- [Material supplied]
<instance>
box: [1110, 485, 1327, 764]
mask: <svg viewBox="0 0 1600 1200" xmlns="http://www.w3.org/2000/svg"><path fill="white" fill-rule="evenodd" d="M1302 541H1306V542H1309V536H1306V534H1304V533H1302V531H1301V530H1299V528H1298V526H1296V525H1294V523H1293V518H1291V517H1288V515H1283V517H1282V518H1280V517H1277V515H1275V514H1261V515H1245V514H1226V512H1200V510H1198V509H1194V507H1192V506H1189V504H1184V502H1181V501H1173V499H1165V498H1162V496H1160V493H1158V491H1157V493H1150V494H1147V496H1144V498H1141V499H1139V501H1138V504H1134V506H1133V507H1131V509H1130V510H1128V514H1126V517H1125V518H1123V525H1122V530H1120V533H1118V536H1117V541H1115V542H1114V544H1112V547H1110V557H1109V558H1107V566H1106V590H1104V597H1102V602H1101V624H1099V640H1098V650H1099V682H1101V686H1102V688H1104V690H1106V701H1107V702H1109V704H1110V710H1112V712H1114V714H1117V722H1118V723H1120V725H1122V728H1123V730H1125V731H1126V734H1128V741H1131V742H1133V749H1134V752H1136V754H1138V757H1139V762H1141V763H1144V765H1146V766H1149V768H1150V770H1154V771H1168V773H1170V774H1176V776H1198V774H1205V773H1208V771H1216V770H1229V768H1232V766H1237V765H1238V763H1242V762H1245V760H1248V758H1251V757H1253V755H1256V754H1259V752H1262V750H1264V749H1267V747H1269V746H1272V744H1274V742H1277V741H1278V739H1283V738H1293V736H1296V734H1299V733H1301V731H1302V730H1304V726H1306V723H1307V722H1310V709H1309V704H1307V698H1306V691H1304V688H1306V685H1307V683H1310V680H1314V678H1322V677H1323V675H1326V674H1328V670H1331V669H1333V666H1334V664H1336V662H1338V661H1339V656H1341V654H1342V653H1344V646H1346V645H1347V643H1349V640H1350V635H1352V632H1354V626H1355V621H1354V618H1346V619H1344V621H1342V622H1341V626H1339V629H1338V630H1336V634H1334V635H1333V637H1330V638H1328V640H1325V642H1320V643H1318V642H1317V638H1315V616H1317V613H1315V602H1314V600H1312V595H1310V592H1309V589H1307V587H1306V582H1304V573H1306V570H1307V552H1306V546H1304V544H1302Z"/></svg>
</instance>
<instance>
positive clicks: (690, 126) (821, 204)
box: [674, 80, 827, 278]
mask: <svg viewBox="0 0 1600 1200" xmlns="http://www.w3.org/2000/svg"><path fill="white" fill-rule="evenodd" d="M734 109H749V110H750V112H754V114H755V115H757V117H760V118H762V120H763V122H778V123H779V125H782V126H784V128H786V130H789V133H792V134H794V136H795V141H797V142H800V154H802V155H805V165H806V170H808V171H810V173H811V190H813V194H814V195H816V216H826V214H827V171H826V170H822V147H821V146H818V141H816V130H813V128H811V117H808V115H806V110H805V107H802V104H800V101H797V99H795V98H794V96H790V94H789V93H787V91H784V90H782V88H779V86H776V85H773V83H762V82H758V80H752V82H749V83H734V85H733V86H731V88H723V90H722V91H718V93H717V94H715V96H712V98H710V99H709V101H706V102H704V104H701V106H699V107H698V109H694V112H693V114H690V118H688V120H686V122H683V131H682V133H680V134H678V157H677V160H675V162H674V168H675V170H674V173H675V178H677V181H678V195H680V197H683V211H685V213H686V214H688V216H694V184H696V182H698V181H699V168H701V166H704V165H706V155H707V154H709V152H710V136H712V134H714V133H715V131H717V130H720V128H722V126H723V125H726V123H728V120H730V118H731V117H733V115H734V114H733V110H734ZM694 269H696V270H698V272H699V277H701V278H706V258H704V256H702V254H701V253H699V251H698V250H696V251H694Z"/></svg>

- [Task goal] Copy every line of the records above unchanged, one line after another, from first to last.

- [Task solution]
<instance>
box: [1110, 485, 1327, 764]
mask: <svg viewBox="0 0 1600 1200" xmlns="http://www.w3.org/2000/svg"><path fill="white" fill-rule="evenodd" d="M1302 541H1306V542H1309V536H1306V534H1304V533H1302V531H1301V530H1299V528H1298V526H1296V525H1294V523H1293V518H1291V517H1288V515H1283V517H1282V518H1280V517H1277V515H1275V514H1261V515H1245V514H1226V512H1200V510H1198V509H1194V507H1192V506H1189V504H1184V502H1181V501H1173V499H1165V498H1162V496H1160V493H1158V491H1157V493H1150V494H1147V496H1144V498H1141V499H1139V501H1138V504H1134V506H1133V507H1131V509H1130V510H1128V514H1126V517H1125V518H1123V525H1122V530H1120V533H1118V536H1117V541H1115V542H1114V544H1112V547H1110V557H1109V558H1107V566H1106V590H1104V597H1102V602H1101V624H1099V640H1098V650H1099V682H1101V686H1102V688H1104V690H1106V701H1107V702H1109V704H1110V710H1112V712H1114V714H1117V722H1118V723H1120V725H1122V728H1123V730H1125V731H1126V734H1128V741H1131V742H1133V749H1134V752H1136V754H1138V757H1139V762H1141V763H1144V765H1146V766H1149V768H1150V770H1154V771H1168V773H1170V774H1176V776H1198V774H1205V773H1208V771H1216V770H1229V768H1232V766H1237V765H1238V763H1242V762H1245V760H1248V758H1251V757H1253V755H1256V754H1259V752H1262V750H1264V749H1267V747H1269V746H1272V744H1274V742H1277V741H1278V739H1283V738H1293V736H1296V734H1299V733H1301V731H1302V730H1304V726H1306V723H1307V722H1310V709H1309V704H1307V698H1306V691H1304V688H1306V685H1307V683H1310V680H1314V678H1322V677H1323V675H1326V674H1328V670H1331V669H1333V666H1334V664H1336V662H1338V661H1339V656H1341V654H1342V653H1344V646H1346V645H1347V643H1349V640H1350V635H1352V632H1354V626H1355V621H1354V618H1346V619H1344V621H1342V622H1341V626H1339V629H1338V630H1336V634H1334V635H1333V637H1330V638H1328V640H1325V642H1320V643H1318V642H1317V638H1315V616H1317V613H1315V602H1314V600H1312V595H1310V592H1309V589H1307V587H1306V582H1304V573H1306V570H1307V552H1306V546H1304V544H1302Z"/></svg>
</instance>
<instance>
positive clicks: (690, 126) (821, 204)
box: [674, 80, 827, 278]
mask: <svg viewBox="0 0 1600 1200" xmlns="http://www.w3.org/2000/svg"><path fill="white" fill-rule="evenodd" d="M734 109H749V110H750V112H754V114H755V115H757V117H760V118H762V120H763V122H778V123H779V125H782V126H784V128H786V130H789V133H792V134H794V136H795V141H797V142H800V154H802V155H805V165H806V170H808V171H810V173H811V190H813V194H814V195H816V216H826V214H827V171H826V170H822V147H821V146H818V141H816V130H813V128H811V117H808V115H806V110H805V107H802V104H800V101H797V99H795V98H794V96H790V94H789V93H787V91H784V90H782V88H779V86H776V85H773V83H762V82H758V80H752V82H749V83H734V85H733V86H731V88H723V90H722V91H718V93H717V94H715V96H712V98H710V99H709V101H706V102H704V104H701V106H699V107H698V109H694V112H693V114H690V118H688V120H686V122H683V131H682V133H680V134H678V157H677V160H675V162H674V168H675V170H674V173H675V178H677V181H678V195H680V197H683V211H685V213H686V214H688V216H694V184H696V182H698V181H699V168H701V166H704V165H706V155H707V154H709V152H710V136H712V134H714V133H715V131H717V130H720V128H722V126H723V125H726V123H728V120H730V118H731V117H733V115H734V114H733V110H734ZM694 269H696V270H698V272H699V277H701V278H706V258H704V256H702V254H701V253H699V251H698V250H696V251H694Z"/></svg>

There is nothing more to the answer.